## RECORDS FOR THE EXERCISE
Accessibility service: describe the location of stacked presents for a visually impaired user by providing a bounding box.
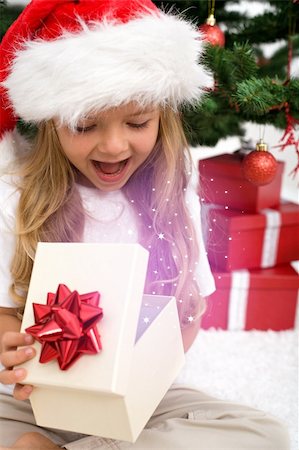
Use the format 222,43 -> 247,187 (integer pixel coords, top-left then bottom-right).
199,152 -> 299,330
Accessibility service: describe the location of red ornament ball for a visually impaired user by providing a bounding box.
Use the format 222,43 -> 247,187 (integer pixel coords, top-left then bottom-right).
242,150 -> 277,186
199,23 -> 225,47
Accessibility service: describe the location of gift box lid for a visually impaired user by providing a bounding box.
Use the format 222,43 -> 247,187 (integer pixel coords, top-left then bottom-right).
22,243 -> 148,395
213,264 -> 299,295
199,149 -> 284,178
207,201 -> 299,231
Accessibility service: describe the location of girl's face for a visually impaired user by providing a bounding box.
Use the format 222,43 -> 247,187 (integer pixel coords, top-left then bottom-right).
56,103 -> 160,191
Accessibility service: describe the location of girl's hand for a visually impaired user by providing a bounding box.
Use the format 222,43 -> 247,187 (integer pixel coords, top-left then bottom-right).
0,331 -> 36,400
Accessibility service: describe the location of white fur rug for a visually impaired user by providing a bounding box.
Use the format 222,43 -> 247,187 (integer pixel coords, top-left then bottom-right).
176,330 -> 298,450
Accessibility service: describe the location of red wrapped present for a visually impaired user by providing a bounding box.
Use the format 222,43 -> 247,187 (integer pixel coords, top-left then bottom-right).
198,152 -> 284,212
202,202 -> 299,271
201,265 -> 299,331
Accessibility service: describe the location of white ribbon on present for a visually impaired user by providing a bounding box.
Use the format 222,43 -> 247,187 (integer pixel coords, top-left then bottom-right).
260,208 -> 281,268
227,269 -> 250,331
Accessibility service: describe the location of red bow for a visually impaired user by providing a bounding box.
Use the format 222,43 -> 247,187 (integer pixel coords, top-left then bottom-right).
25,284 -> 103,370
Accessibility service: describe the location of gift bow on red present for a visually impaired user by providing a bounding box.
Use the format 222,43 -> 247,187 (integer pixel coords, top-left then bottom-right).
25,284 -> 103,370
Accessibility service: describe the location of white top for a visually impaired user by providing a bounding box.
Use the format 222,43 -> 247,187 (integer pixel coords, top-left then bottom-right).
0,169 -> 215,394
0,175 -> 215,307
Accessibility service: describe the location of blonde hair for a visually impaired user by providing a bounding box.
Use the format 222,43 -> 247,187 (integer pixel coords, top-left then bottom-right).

==

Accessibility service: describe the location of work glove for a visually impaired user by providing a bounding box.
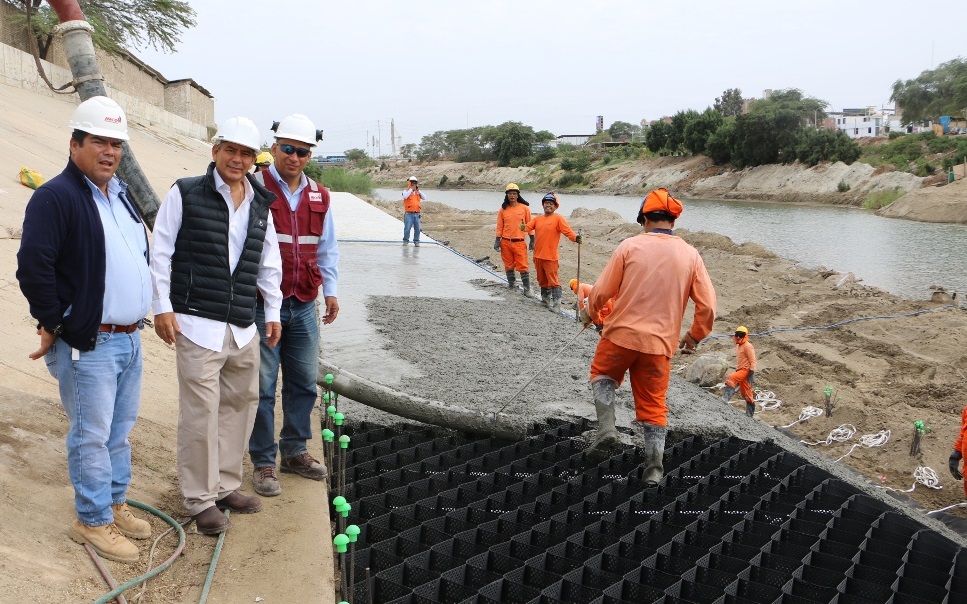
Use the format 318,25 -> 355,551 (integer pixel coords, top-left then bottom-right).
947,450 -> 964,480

---

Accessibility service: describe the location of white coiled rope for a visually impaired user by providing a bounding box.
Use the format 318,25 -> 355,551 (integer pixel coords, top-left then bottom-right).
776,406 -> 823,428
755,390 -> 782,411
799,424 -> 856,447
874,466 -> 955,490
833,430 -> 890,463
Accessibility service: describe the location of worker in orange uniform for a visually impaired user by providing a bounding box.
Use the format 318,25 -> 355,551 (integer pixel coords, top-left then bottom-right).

## REQUIREMENT
Count how many lines of the records above contain the word "gift" and reply with that number only.

## TASK SOLUTION
2